Referring expression data:
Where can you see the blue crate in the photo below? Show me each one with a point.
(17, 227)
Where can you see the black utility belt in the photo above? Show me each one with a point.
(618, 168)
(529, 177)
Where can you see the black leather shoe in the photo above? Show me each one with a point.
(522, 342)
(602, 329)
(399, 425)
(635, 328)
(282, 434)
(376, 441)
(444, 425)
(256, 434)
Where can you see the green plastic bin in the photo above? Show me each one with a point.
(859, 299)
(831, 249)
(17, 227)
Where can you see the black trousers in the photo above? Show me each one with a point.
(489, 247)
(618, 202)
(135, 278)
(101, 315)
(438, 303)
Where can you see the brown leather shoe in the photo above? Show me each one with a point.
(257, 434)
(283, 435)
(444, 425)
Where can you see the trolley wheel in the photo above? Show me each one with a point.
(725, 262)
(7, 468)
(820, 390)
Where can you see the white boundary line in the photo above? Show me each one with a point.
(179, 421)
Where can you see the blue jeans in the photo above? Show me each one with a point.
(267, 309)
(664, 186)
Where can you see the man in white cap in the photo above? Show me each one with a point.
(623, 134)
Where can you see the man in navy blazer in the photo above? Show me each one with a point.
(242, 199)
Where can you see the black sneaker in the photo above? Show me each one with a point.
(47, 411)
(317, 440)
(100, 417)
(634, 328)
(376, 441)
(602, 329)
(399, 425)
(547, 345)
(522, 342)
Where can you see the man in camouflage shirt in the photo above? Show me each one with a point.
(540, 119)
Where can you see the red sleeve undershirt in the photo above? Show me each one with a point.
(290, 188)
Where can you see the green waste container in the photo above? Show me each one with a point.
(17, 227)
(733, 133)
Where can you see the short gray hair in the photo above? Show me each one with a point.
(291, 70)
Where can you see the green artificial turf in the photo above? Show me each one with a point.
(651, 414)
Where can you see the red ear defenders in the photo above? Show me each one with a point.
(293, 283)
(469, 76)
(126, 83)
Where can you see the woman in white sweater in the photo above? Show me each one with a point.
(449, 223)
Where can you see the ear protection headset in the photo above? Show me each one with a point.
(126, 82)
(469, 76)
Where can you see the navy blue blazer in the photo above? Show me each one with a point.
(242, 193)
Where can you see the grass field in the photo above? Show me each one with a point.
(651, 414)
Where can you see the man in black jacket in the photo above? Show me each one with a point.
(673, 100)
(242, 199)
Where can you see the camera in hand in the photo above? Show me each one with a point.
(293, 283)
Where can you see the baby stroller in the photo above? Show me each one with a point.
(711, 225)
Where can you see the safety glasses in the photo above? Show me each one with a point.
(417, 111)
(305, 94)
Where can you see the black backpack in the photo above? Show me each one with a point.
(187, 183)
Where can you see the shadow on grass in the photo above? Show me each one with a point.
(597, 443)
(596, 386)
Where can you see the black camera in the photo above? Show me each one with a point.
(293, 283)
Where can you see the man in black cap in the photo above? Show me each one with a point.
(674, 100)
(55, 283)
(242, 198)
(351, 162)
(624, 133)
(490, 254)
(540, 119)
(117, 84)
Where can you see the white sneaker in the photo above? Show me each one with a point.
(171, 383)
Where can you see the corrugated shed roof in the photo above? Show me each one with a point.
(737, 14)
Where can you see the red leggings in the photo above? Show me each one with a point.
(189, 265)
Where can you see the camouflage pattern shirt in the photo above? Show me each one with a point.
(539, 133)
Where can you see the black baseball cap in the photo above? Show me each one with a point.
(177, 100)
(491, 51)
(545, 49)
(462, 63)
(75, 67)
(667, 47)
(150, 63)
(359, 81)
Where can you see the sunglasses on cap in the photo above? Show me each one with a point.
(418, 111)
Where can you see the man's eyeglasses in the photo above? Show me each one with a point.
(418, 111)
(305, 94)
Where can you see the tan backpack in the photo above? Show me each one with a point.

INSTRUCTIONS FOR THE TASK:
Without changing a single word, reproduce the entries above.

RESPONSE:
Where can you see the blue crate in the photo below? Show me each one with a point.
(17, 227)
Where can you see the black utility belt in the photo above? Show me each one with a point.
(618, 168)
(529, 177)
Where can you see the black leather shoe in the photo above? Show me each one with a point.
(522, 342)
(602, 329)
(399, 425)
(635, 328)
(282, 434)
(376, 441)
(444, 425)
(256, 434)
Where can you see the green plastic bin in the photo above? Show me each one with a point.
(859, 299)
(831, 249)
(17, 227)
Where can you see the black trousers in the photo above? Show me each one with a point.
(489, 247)
(618, 202)
(135, 278)
(101, 315)
(438, 303)
Where can you see the brown leather shoe in the photo above? Show me each one with a point.
(257, 434)
(283, 435)
(444, 425)
Where can you see the trolley wheel in the photo above? Show me each one with a point.
(725, 262)
(7, 468)
(820, 390)
Where can you see the white boundary line in the photo above? Show me each one with a point.
(179, 421)
Where can you see the blue jeans in the photo above? Show me each one with a point.
(267, 309)
(664, 186)
Where can you see the man in white cap in the photo above? Show me each one with a point.
(623, 134)
Where can you see the man in navy blazer in the photo above? Show me each one with a point.
(242, 199)
Where can you see the black sneaker in the photo above? Show me each one with a point.
(47, 411)
(317, 440)
(100, 417)
(634, 328)
(376, 441)
(602, 329)
(399, 425)
(547, 345)
(522, 342)
Where can you see the man in camouflage shirt in the photo above? Show me each one with a point.
(540, 119)
Where can you see the red sleeve undershirt in the photo above? Show me each one with a point.
(290, 188)
Where can you see the green waste container in the photo above? Show me each one with a point.
(17, 227)
(733, 133)
Where can you see the short gray hair in the photo above? Show me each one with a point.
(291, 70)
Where can you see the green artificial turf in the photo above? Show me each one with a point.
(651, 414)
Where can you see the red ear defenders in the photo above? Show me each one with a point.
(293, 283)
(469, 76)
(126, 83)
Where can you see the woman in white sweater in the photo above? Show me each one with a point.
(449, 223)
Where can you see the ear protection headset in the photo above? Show me each one with a point.
(126, 82)
(469, 76)
Where can you see the navy blue blazer in the photo above? Show me each one with a point.
(242, 193)
Where can you see the grass field in the photo above? Show me each one with a point.
(651, 414)
Where can you see the man in black jacket in the photo above? Show me each one with a point.
(673, 100)
(242, 199)
Where can you see the camera in hand in the photo above? Show me each one with a point.
(293, 283)
Where can you see the baby stroller in the photo above? Show me each one with a point.
(711, 225)
Where can you see the safety glasses in the photo above? Show me each one with a point.
(417, 111)
(305, 94)
Where can you see the black backpack in the photo above? Show me each one with a point.
(187, 183)
Where can you see the shadow on grass in the photo above? Show me each one with a point.
(597, 443)
(596, 386)
Where can you see the black camera in the photo above? Show me each one with a point.
(293, 283)
Where can you see the man in black cap in the photo above? Show me each one with a point.
(674, 100)
(55, 283)
(242, 198)
(351, 162)
(624, 133)
(490, 254)
(540, 119)
(117, 84)
Where can you see the white sneaker in the photo above? Show me each one with a point.
(171, 383)
Where can you see the corrugated shed roof in the photo above? Show me each one with a point.
(737, 14)
Where can you see the red leggings in the photo above? Show me each one with a point.
(189, 265)
Where can you see the camouflage pattern shirt in the photo above? Show me each one with a point.
(539, 133)
Where can you see the black baseball cap in the photo above? Show me each one with a point.
(177, 100)
(491, 51)
(545, 49)
(462, 63)
(75, 67)
(667, 47)
(150, 63)
(359, 81)
Where can you see the sunglasses on cap in the photo above? Show me each one with a point.
(418, 111)
Where can you see the man's eyeglasses in the photo above? Show me each one with a point.
(418, 111)
(305, 94)
Where can you see the tan backpack in the photo above? Show me each one with a point.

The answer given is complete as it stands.